(Pointing and labeling entries)
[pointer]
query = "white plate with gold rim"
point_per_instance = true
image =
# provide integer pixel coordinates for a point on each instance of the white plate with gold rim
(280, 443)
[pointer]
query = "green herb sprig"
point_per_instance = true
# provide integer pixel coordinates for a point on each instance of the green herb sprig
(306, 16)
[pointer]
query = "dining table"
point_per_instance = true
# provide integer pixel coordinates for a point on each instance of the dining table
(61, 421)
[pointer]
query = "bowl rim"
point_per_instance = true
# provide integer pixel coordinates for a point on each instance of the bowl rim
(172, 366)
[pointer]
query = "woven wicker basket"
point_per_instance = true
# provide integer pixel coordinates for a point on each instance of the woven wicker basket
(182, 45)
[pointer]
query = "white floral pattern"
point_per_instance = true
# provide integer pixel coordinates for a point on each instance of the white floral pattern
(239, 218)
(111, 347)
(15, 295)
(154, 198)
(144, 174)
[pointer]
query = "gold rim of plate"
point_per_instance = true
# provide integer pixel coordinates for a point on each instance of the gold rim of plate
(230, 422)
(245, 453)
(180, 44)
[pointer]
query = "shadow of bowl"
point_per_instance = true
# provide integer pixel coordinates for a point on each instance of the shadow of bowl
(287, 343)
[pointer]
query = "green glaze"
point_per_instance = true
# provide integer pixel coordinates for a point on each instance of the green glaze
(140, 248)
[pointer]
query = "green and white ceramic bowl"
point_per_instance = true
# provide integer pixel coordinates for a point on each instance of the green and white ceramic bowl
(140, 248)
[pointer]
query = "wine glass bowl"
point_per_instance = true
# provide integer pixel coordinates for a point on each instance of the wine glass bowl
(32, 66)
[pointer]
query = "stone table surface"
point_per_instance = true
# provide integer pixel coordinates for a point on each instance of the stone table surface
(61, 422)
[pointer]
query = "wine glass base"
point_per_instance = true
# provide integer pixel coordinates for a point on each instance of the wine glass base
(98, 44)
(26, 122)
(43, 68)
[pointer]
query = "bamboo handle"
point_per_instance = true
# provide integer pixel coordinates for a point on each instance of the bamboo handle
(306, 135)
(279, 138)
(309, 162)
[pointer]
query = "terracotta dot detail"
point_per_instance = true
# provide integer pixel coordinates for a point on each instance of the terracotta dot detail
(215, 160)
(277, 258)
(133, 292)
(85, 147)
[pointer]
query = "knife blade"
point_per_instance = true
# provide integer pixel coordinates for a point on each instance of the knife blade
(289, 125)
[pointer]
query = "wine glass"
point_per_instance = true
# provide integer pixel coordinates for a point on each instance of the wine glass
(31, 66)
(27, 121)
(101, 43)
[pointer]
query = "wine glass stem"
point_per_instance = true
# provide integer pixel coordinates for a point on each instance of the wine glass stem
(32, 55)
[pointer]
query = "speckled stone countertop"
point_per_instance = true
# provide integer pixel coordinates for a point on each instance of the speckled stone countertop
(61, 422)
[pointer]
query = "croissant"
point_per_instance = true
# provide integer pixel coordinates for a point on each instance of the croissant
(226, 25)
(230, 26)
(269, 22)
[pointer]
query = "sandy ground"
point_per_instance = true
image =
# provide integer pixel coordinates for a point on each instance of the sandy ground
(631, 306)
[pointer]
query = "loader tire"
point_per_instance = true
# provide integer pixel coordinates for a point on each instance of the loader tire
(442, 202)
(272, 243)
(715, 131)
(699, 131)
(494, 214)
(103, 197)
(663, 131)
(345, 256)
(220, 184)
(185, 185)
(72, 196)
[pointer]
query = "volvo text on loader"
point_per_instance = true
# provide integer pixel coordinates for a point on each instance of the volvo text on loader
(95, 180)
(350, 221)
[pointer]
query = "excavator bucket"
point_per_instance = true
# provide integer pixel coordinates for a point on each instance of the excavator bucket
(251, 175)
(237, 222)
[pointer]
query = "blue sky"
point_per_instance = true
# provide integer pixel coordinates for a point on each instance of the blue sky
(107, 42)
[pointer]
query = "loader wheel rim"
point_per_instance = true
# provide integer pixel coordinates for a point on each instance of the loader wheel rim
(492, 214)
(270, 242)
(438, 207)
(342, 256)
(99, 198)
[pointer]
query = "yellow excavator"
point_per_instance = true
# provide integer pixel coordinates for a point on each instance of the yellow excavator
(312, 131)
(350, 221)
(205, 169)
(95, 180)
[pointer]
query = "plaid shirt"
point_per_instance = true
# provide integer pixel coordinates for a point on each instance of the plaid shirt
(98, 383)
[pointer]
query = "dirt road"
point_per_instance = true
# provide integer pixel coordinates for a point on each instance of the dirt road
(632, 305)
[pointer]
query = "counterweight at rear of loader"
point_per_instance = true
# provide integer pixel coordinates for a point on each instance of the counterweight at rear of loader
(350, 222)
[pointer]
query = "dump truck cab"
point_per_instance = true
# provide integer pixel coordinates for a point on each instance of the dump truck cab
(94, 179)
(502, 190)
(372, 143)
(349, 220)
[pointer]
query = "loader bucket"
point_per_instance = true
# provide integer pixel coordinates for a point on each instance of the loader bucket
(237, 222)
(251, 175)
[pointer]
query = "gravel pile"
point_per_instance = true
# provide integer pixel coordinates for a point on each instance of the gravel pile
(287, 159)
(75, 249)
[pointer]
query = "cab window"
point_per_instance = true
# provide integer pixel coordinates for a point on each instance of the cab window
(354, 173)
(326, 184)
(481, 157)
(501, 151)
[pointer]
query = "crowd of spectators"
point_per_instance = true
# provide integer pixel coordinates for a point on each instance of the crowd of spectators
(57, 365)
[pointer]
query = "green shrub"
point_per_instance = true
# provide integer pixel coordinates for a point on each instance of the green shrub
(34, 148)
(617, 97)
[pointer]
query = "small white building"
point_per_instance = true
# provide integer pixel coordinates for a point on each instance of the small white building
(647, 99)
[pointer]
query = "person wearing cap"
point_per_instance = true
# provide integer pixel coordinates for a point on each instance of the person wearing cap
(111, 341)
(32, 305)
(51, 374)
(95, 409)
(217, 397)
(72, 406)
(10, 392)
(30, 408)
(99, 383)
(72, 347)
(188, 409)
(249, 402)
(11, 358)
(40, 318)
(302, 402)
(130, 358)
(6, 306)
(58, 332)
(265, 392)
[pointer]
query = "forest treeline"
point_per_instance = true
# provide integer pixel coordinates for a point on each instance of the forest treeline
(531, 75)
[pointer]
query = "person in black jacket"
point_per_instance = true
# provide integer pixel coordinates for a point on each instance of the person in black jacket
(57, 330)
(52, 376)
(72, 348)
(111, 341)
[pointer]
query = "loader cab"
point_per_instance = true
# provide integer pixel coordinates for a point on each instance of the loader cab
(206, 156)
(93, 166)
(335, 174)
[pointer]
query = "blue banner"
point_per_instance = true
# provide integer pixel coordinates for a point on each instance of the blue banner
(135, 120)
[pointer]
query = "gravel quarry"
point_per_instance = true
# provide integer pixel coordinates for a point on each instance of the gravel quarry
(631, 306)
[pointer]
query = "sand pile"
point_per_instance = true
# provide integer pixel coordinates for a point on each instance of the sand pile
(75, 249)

_DIRECTIVE:_
Reproduce the full listing word for word.

_THE RESULT:_
[pointer]
query = "white plate with gold rim"
point_per_instance = true
image =
# provide integer pixel coordinates for a point on each instance of the white plate with gold rim
(280, 443)
[pointer]
query = "green herb sprig"
point_per_instance = true
# provide integer pixel coordinates for a point on each instance of the green herb sprig
(306, 16)
[pointer]
query = "dining table"
point_per_instance = true
# provide integer pixel coordinates for a point on each instance of the dining table
(61, 421)
[pointer]
query = "bowl rim"
point_per_instance = true
# provide integer pixel coordinates for a point on each instance of the bowl rim
(172, 366)
[pointer]
query = "woven wicker basket"
point_per_instance = true
# provide integer pixel coordinates for a point on each instance of the woven wicker basket
(182, 45)
[pointer]
query = "white floral pattern"
point_per_instance = true
# provide integer pixel coordinates for a point on each instance of the white floral pattern
(239, 218)
(111, 347)
(15, 295)
(154, 198)
(144, 174)
[pointer]
query = "gold rim of plate"
point_per_instance = true
# provide integer pixel coordinates for a point on each instance of the gold rim of plate
(230, 422)
(245, 453)
(180, 44)
[pointer]
query = "shadow of bowl"
point_per_instance = true
# provide integer pixel coordinates for a point on each instance of the shadow of bowl
(287, 343)
[pointer]
query = "green glaze"
point_per_instance = true
# provide integer pixel coordinates for a point on each instance of the green glaze
(140, 248)
[pointer]
query = "green and white ceramic bowl"
point_per_instance = true
# provide integer pixel coordinates for a point on each instance of the green and white ceramic bowl
(140, 248)
[pointer]
query = "wine glass bowl"
point_per_instance = true
# provide integer pixel coordinates for a point on each instance of the wine glass bowl
(32, 66)
[pointer]
query = "stone table surface"
point_per_instance = true
# provide integer pixel coordinates for a point on each instance of the stone table surface
(61, 422)
[pointer]
query = "wine glass base"
point_per_instance = true
# provide integer pixel coordinates for a point on each instance of the wine glass base
(98, 44)
(26, 122)
(43, 68)
[pointer]
query = "bamboo handle"
point_per_instance = true
# provide integer pixel coordinates for a point on each instance of the bamboo handle
(306, 135)
(279, 138)
(309, 162)
[pointer]
query = "terracotta dot detail"
point_per_instance = true
# provide integer pixel coordinates for a point on each instance of the terracotta dot detail
(215, 160)
(277, 258)
(133, 292)
(85, 147)
[pointer]
query = "knife blade"
point_per_instance = true
# provide integer pixel coordinates for a point on each instance of the knife blade
(289, 125)
[pointer]
query = "wine glass"
point_per_instance = true
# provide integer pixel coordinates for a point on each instance of the wine glass
(31, 66)
(27, 121)
(101, 43)
[pointer]
query = "wine glass stem"
point_per_instance = true
# provide integer pixel coordinates for a point on each instance of the wine glass stem
(32, 55)
[pointer]
query = "speckled stone countertop"
point_per_instance = true
# provide integer pixel coordinates for a point on each instance of the speckled stone countertop
(61, 422)
[pointer]
query = "croissant"
point_per_instance = true
# provide integer pixel coordinates for a point on each instance of the croissant
(226, 25)
(230, 26)
(269, 22)
[pointer]
query = "sandy ground"
point_per_instance = true
image =
# provide integer pixel coordinates for a point on each instance of the sandy ground
(631, 306)
[pointer]
query = "loader tire"
point_per_instance = true
# provide integer pixel coordinates for a point on each instance of the loader tire
(442, 202)
(272, 243)
(715, 131)
(699, 131)
(494, 214)
(103, 197)
(663, 131)
(345, 256)
(220, 184)
(185, 185)
(72, 196)
[pointer]
query = "volvo text on loader"
point_per_instance = true
# provide integer pixel coordinates for a point on each instance of the volvo text on loader
(95, 180)
(350, 221)
[pointer]
query = "excavator bucket"
point_per_instance = true
# provide integer pixel coordinates for a point on each instance of the excavator bucket
(251, 175)
(237, 222)
[pointer]
query = "blue sky"
point_per_instance = true
# provide integer pixel coordinates for a point on each instance of the blue sky
(107, 42)
[pointer]
query = "loader wheel rim"
point_per_instance = true
# provide integer pixel coordinates for a point on each instance of the loader wheel rim
(492, 214)
(270, 242)
(438, 207)
(342, 256)
(99, 198)
[pointer]
query = "yellow excavator"
point_per_instance = true
# provide integer pixel coordinates for a point on each instance of the yellow excavator
(312, 131)
(350, 221)
(205, 169)
(95, 180)
[pointer]
query = "plaid shirt"
point_per_instance = true
# provide integer pixel coordinates for a point on each instance of the plaid shirt
(98, 383)
[pointer]
query = "dirt road"
point_per_instance = true
# provide integer pixel coordinates for a point on each instance of the dirt road
(632, 305)
[pointer]
query = "counterweight at rear of loader"
point_per_instance = true
# provide integer pixel coordinates for a point on each instance of the counterweight at rear of loader
(350, 222)
[pointer]
query = "dump truck cab"
point_per_instance = true
# provide integer pixel coordinates for a point on each instance of the dump truck cab
(94, 179)
(502, 190)
(372, 143)
(349, 220)
[pointer]
query = "loader bucket"
point_per_instance = true
# provide integer pixel coordinates for a point on each instance of the loader bucket
(237, 222)
(251, 175)
[pointer]
query = "gravel pile"
point_per_instance = true
# provide integer pixel coordinates for a point on each instance of the gravel pile
(287, 159)
(75, 249)
[pointer]
query = "cab window"
point_per_instance = true
# provide integer pixel coordinates for a point on each instance of the cab window
(354, 173)
(326, 184)
(481, 157)
(501, 151)
[pointer]
query = "crowd of spectators"
point_per_instance = true
# provide integer pixel coordinates for a point on each instance of the crowd of spectators
(57, 365)
[pointer]
query = "green shrub"
point_per_instance = true
# provide integer pixel coordinates for a point on each instance of the green shrub
(34, 148)
(617, 97)
[pointer]
query = "small white building"
point_per_instance = true
# provide integer pixel coordinates for a point on each instance of the small white building
(647, 99)
[pointer]
query = "person wearing cap"
point_per_instance = true
# provide integer pixel coordinates for a point on each instance of the person wearing cap
(111, 341)
(32, 305)
(51, 374)
(95, 409)
(217, 397)
(72, 406)
(10, 392)
(30, 408)
(99, 383)
(72, 347)
(188, 409)
(249, 402)
(11, 358)
(40, 318)
(302, 402)
(130, 358)
(6, 306)
(58, 332)
(265, 392)
[pointer]
query = "forest treeline"
point_per_instance = true
# provide integer pixel coordinates for a point on each instance of the forest treeline
(531, 75)
[pointer]
query = "person in black jacket"
point_per_instance = true
# provide integer pixel coordinates for a point on each instance of the person in black jacket
(57, 330)
(52, 376)
(72, 348)
(111, 341)
[pointer]
query = "loader cab"
point_per_instance = true
# provide integer pixel coordinates for a point on each instance of the loader cab
(206, 156)
(93, 166)
(335, 174)
[pointer]
query = "blue banner"
point_per_instance = true
# provide integer pixel coordinates for a point on each instance of the blue banner
(135, 120)
[pointer]
query = "gravel quarry"
point_per_instance = true
# provide integer pixel coordinates for a point on each instance of the gravel quarry
(631, 306)
[pointer]
query = "sand pile"
point_per_instance = true
# provide integer pixel coordinates for a point on each instance of the sand pile
(75, 249)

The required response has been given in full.